§ **VORLIEGENDER TEXT**:
⟨
Herbarium Chuchuhuasi

ALLGEMEIN
Chuchuhuasi (Maytenus macrocarpa) ist ein Baum welcher eine Höhe von über 30 Meter erreichen kann, grosse Blätter und kleine weisse Blüten besitzt und unter anderem für seine rot-braune, extrem harte Rinde bekannt ist (vgl. Ozturk et al. 2019: 121). Chuchuhuasi zählt zur Familie der Spindelbaumgewächse (Celastraceae), wobei Kath (Catha edulis) ein sehr bekannter Vertreter eben dieser Familie ist. Zu finden ist Chuchuhuasi hauptsächlich im Amazonasgebiet von Peru, Ecuador und Kolumbien. Dort wird Chuchuhuasi unter anderem von den Pastazas, Ticunas, Boras, Huitotos, Perbas, Yahunas, Cocamas, Aguarunas und Jivaros volksmedizinisch genutzt.
Die pulverisierte Rinde wird dabei in Alkohol eingelegt, gewöhnlicherweise in Aguardiente (Likör aus Zuckkerrohr) und als ein Tonikum, Aphrodisiakum und für die Behandlung von rheumatischen Schmerzen genutzt. Oberflächlich wird es auch gegen Hautkrebs angewandt (vgl. Gonzalez et al. 1982: 73). Auch die Shipibo-Conibo benutzten es gegen Anämie, Schmerzen und Rheumatismus, wobei es auch als revitalisierend und antibiotisch gilt (vgl. Tudela-Talavera et al. 2016: 533).
CHUCHUHUASI IN DER VOLKSMEDIZIN
Der Name Chuchuhuasi kommt ursprünglich aus der Quechua Sprache und bedeutet so viel wie „zitternder Rücken“, wobei Chuchuhuasi von verschiedenen ethnischen Gruppen gegen rheumatische Schmerzen zum Einsatz kommt und auch als Stimulans gilt. Nach Rätsch und Müller-Ebeling wird in der Gegend von Pucallpa in Peru die Rinde von Maytenus ebenifolia nicht nur als Stimulans genutzt, sondern ist auch eine Zutat in Ayahuasca (vgl. Rätsch & Müller-Ebeling 2013: 166).


In der Literatur gibt es keine eindeutige Abgrenzung von Maytenus macrocarpa und gewissen anderen Maytenus Arten. So werden Maytenus krukovii, Maytenus ebenifolia, Maytenus laevis, Maytenus multiflora, Maytenus terapotensis, Celastrus macrocarpa, Haenkea macrocarpa und Heankea multiflora unter anderem als Synonyme von Maytenus macrocarpa behandelt (vgl. Taylor 2005: 230ff). Jedoch scheint dies nicht auf alle Quellen zu zutreffen, doch wird in neueren Quellen Chuchuhuasi vorwiegend als Maytenus macrocarpa bezeichnet.
Um die Verwirrung perfekt machen, sei erwähnt, dass es auch verschiedene Pflanzen gibt, die unter Umständen als Chuchuhuasi bezeichnet werden und in der Volksmedizin verwendet werden.
⟩
§ **AUFGABEN**:
(a) Was bedeutet der aus dem Quechua stammende Name laut dem Text über Chuchuhuasi?
(b) Setze den Text über Chuchuhuasi im gleichen Stil nach seinem letzten Satz fort.

§ **DATENSÄTZE**:
⟨
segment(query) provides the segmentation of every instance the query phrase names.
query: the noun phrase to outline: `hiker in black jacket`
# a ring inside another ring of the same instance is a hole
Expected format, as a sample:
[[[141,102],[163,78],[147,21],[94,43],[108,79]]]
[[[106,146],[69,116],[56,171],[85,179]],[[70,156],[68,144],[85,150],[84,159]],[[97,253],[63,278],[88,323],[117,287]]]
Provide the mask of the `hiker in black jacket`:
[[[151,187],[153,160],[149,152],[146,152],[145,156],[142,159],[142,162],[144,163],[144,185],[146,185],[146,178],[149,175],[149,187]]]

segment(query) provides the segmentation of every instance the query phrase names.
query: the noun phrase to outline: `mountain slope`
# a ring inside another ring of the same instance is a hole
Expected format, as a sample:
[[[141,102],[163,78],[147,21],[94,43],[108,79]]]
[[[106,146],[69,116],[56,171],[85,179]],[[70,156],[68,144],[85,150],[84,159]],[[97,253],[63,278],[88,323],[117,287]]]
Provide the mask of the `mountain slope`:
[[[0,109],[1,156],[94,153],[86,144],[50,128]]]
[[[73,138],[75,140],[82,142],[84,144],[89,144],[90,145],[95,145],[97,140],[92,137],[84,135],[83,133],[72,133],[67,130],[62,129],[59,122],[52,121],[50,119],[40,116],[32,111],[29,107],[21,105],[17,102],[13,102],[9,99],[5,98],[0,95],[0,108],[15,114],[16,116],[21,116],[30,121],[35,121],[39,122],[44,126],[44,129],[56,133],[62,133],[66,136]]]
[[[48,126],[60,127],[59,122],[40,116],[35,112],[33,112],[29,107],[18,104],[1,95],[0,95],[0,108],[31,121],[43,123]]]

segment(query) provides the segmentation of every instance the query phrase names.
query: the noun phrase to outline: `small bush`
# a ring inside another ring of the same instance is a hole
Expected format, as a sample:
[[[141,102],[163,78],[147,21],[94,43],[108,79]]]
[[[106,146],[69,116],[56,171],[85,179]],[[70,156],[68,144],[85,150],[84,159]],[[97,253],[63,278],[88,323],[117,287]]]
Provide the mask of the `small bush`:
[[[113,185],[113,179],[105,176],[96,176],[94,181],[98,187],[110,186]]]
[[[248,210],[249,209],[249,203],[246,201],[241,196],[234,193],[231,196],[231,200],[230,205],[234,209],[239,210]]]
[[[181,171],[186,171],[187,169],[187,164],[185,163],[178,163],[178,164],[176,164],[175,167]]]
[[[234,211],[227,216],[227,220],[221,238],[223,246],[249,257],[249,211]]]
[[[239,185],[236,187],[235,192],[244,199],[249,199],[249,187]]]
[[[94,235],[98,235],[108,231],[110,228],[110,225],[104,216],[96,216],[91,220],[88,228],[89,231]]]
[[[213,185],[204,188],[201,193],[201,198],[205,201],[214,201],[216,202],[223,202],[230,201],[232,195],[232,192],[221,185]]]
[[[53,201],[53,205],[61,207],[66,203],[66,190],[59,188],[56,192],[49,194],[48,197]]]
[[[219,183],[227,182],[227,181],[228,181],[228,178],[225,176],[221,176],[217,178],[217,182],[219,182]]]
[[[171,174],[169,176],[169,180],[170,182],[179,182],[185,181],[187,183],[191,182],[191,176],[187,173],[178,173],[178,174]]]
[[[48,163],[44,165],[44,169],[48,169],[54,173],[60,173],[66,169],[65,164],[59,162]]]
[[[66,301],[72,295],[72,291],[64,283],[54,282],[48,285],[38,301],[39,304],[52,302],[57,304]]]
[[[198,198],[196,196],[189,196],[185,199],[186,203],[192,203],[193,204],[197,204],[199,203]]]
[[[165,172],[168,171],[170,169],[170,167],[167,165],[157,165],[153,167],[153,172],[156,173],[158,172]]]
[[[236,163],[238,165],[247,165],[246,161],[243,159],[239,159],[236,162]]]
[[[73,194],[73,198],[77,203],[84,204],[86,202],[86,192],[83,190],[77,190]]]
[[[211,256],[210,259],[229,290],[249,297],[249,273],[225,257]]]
⟩
§ **LÖSUNGEN**:
(a) So viel wie „zitternder Rücken“.

(b)
Neben Cheilochinium cognatum und wird auch Erythroxylum catuaba manchmal Chuchuhuasi bzw. Chuchuhuasha genannt, welche unter anderem im Amazonasgebiet von Peru zu finden sind. Bei den Shipibo-Conibo ist Heisteria pallida als chocha huasha bekannt. Die Rinde des Baums wird von den Shipibo-Conibo in Zuckerrohr-Likör mazeriert und schliesslich mit Honig gesüsst. Dabei werden die Wasser- und auch Ethanolextrakte zur Behandlung von rheumatischen Schmerzen, Erkältungen und Beschwerden im Abdomen und Uterus verwendet. Ausserdem wird chocha huasha auch bei Fieber, Durchfall und als Stärkungsmittel und Tonikum verwendet (vgl. Rätsch & Müller-Ebeling 2013: 166). Weder Cheilochinium cognatum noch Erythroxylum catuaba noch Heisteria pallida sollen in diesem Blogpost weiter behandelt werden, der Fokus dieses Posts liegt auf Maytenus macrocarpa, einer Pflanze die ebenfalls den Namen Chuchuhuasi trägt.
CATHINON IN DER GATTUNG MAYTENUS?
In manchen Quellen ist zu lesen, dass in Maytenus krukovii (ein Synonym für Maytenus macrocarpa) ebenso wie in Kath (Catha edulis) das stimulierend wirkende Alkaloid Cathinon enthalten sei (vgl. Gerlach et al. 2016: 291; Tretter 2017: 204; Baxter et al. 1999: 323; Polya 2003: 187) [1]. Es gibt weder phytochemische Analysen von Maytenus krukovii bzw. Maytenus macrocarpa, die diese Behauptung stützen, noch der Ursprung dieser Behauptung konnte gefunden werden.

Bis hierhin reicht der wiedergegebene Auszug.